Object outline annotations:
=-=-=-=-=
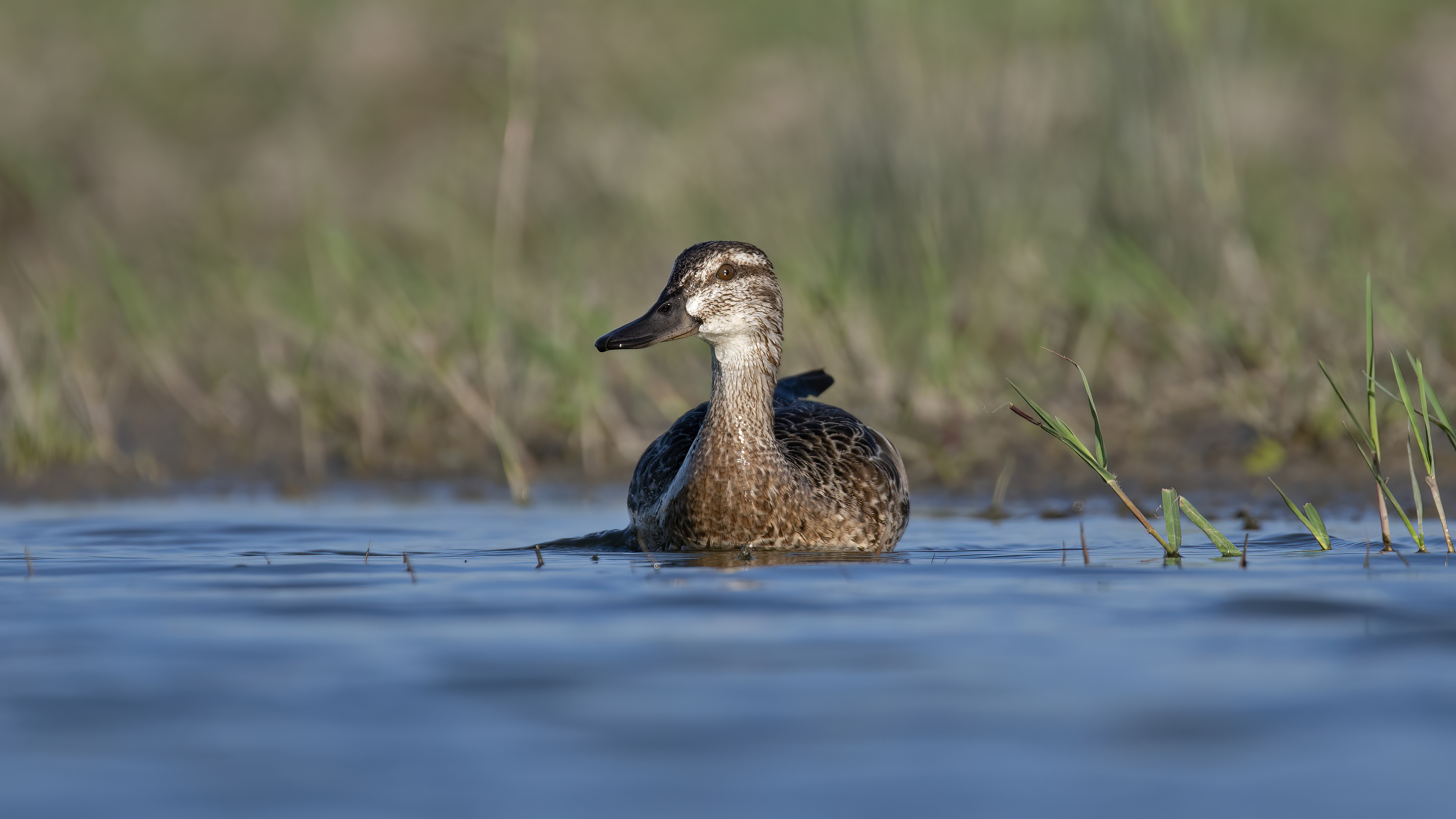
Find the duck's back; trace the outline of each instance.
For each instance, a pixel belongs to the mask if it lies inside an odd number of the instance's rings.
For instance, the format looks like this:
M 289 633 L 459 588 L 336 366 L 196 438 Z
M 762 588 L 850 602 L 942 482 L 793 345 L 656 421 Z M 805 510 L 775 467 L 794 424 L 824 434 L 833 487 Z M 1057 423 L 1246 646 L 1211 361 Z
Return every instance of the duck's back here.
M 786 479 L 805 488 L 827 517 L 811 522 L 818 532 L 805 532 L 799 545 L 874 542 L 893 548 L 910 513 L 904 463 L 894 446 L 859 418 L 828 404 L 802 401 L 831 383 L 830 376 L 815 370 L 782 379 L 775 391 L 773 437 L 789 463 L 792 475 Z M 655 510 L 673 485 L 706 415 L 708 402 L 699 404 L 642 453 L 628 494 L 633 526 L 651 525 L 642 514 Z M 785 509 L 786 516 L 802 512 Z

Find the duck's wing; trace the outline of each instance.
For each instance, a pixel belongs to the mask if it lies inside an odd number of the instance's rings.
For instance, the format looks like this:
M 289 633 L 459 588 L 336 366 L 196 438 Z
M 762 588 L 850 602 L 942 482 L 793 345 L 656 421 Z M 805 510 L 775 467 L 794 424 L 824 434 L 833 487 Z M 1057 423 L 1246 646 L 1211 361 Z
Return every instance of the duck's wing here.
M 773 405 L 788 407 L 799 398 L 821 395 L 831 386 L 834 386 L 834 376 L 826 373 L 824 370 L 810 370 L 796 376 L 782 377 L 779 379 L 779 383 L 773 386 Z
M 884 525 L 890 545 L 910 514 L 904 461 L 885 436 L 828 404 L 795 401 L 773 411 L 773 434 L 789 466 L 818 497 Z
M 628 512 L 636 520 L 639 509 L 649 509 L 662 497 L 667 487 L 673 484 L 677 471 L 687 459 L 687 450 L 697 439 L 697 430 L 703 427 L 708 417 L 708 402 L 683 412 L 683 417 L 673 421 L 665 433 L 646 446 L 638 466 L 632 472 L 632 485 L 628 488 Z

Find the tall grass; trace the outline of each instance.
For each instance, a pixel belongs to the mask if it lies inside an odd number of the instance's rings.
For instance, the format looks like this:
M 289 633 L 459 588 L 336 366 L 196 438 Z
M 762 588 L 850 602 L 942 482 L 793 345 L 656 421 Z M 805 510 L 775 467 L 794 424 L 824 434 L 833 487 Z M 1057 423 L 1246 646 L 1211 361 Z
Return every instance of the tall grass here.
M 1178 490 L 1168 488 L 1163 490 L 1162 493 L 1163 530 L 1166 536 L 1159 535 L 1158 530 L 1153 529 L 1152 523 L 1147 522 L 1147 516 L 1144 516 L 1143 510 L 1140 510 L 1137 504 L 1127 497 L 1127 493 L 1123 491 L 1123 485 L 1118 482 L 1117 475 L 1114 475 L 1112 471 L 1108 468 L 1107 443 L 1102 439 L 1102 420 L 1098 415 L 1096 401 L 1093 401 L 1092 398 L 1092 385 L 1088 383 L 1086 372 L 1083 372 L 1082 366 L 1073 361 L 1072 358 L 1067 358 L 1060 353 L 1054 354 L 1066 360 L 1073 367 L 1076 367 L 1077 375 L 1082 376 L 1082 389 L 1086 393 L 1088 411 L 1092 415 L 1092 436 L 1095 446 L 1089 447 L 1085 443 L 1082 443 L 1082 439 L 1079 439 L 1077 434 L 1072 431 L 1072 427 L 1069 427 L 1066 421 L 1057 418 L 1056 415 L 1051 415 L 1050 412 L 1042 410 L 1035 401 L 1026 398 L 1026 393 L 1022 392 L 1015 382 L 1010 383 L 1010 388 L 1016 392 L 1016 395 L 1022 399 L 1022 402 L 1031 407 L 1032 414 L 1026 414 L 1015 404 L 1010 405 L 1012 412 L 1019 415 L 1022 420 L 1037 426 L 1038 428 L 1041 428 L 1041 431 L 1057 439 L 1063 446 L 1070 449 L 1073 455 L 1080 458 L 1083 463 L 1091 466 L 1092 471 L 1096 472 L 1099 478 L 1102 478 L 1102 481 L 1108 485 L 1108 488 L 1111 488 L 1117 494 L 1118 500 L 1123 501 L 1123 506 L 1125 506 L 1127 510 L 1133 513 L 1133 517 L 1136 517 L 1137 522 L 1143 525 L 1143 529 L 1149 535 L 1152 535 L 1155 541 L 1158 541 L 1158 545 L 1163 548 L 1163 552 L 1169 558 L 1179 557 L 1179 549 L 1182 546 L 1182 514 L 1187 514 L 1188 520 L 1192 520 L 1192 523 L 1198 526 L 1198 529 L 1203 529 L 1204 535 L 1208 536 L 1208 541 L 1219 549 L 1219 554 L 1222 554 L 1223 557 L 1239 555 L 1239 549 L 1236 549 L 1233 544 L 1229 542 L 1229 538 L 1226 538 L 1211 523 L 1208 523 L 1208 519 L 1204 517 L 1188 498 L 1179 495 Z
=-=-=-=-=
■ Required work: Copy the lines of this data exactly as they appear, leaving out the pictures.

■ Written response:
Find the duck's back; trace the outline of each instance.
For each instance, a pixel belongs to the mask if it lies inside an odd number of the instance's rings.
For instance, the format looks like this:
M 289 633 L 459 588 L 336 366 L 196 438 Z
M 762 588 L 850 602 L 942 482 L 793 345 L 656 421 Z M 805 510 L 775 467 L 794 424 L 824 434 L 833 487 Z M 1057 423 L 1246 646 L 1211 361 Z
Return every instance of the duck's back here.
M 786 479 L 805 488 L 827 517 L 811 522 L 818 532 L 805 532 L 799 545 L 874 542 L 893 548 L 910 513 L 904 463 L 894 446 L 859 418 L 828 404 L 802 401 L 831 383 L 830 376 L 815 370 L 782 379 L 775 391 L 773 437 L 789 463 L 792 475 Z M 655 510 L 673 485 L 706 415 L 708 402 L 699 404 L 642 453 L 628 494 L 633 526 L 651 525 L 642 514 Z M 785 509 L 786 516 L 802 512 Z

Find the duck's wing; trace the outline of each instance.
For each instance, a pixel belongs to the mask if it lies inside an odd number of the instance's rings.
For instance, the format looks like this:
M 289 633 L 459 588 L 336 366 L 196 438 Z
M 762 588 L 850 602 L 942 482 L 793 345 L 656 421 Z M 805 510 L 775 467 L 794 424 L 824 434 L 833 487 Z M 1057 423 L 1246 646 L 1211 361 Z
Return every instance of the duck's wing here.
M 773 405 L 788 407 L 799 398 L 821 395 L 831 386 L 834 386 L 834 376 L 826 373 L 824 370 L 810 370 L 796 376 L 782 377 L 779 379 L 779 383 L 773 386 Z
M 884 525 L 890 545 L 910 514 L 904 461 L 885 436 L 828 404 L 795 401 L 773 411 L 773 434 L 789 466 L 818 497 Z
M 628 512 L 636 520 L 639 509 L 649 509 L 662 497 L 667 487 L 673 484 L 677 471 L 687 459 L 687 450 L 697 439 L 697 430 L 703 427 L 708 417 L 708 402 L 683 412 L 683 417 L 673 421 L 665 433 L 646 446 L 638 466 L 632 472 L 632 485 L 628 488 Z

Find the tall grass; trace the outline of each instance.
For each instance, a pixel belongs to the mask if it lies inside an odd number of the instance's rings.
For instance, the format looks like this:
M 289 633 L 459 588 L 336 366 L 196 438 Z
M 762 588 L 850 602 L 942 482 L 793 345 L 656 421 Z M 805 510 L 775 467 L 794 424 L 824 434 L 833 487 Z M 1057 423 L 1246 646 L 1211 361 Z
Return every instance of the tall grass here.
M 1178 490 L 1168 488 L 1163 490 L 1162 493 L 1163 530 L 1166 536 L 1159 535 L 1158 530 L 1153 529 L 1152 523 L 1147 522 L 1147 516 L 1144 516 L 1143 510 L 1140 510 L 1137 504 L 1127 497 L 1127 493 L 1123 491 L 1123 485 L 1118 482 L 1117 475 L 1114 475 L 1112 471 L 1108 468 L 1107 443 L 1102 439 L 1102 420 L 1098 415 L 1096 401 L 1093 401 L 1092 398 L 1092 385 L 1088 383 L 1086 372 L 1083 372 L 1082 366 L 1073 361 L 1072 358 L 1067 358 L 1060 353 L 1054 354 L 1066 360 L 1073 367 L 1076 367 L 1077 375 L 1082 376 L 1082 389 L 1086 393 L 1088 411 L 1092 415 L 1092 436 L 1095 446 L 1089 447 L 1085 443 L 1082 443 L 1082 439 L 1079 439 L 1077 434 L 1072 431 L 1072 427 L 1069 427 L 1066 421 L 1057 418 L 1056 415 L 1051 415 L 1050 412 L 1042 410 L 1035 401 L 1026 398 L 1026 393 L 1022 392 L 1015 382 L 1010 383 L 1010 388 L 1016 392 L 1016 395 L 1022 399 L 1022 402 L 1031 407 L 1032 414 L 1026 414 L 1015 404 L 1010 405 L 1012 412 L 1019 415 L 1022 420 L 1037 426 L 1038 428 L 1041 428 L 1041 431 L 1057 439 L 1063 446 L 1070 449 L 1073 455 L 1080 458 L 1083 463 L 1091 466 L 1092 471 L 1096 472 L 1099 478 L 1102 478 L 1102 481 L 1108 485 L 1108 488 L 1111 488 L 1117 494 L 1118 500 L 1123 501 L 1123 506 L 1125 506 L 1127 510 L 1133 513 L 1133 517 L 1136 517 L 1137 522 L 1143 525 L 1143 529 L 1149 535 L 1152 535 L 1155 541 L 1158 541 L 1158 545 L 1163 548 L 1163 552 L 1169 558 L 1179 557 L 1179 549 L 1182 546 L 1182 514 L 1187 514 L 1188 520 L 1192 520 L 1192 523 L 1198 526 L 1198 529 L 1203 529 L 1204 535 L 1208 536 L 1208 541 L 1219 549 L 1219 554 L 1222 554 L 1223 557 L 1239 555 L 1239 549 L 1236 549 L 1233 544 L 1229 542 L 1229 538 L 1226 538 L 1211 523 L 1208 523 L 1208 519 L 1204 517 L 1188 498 L 1179 495 Z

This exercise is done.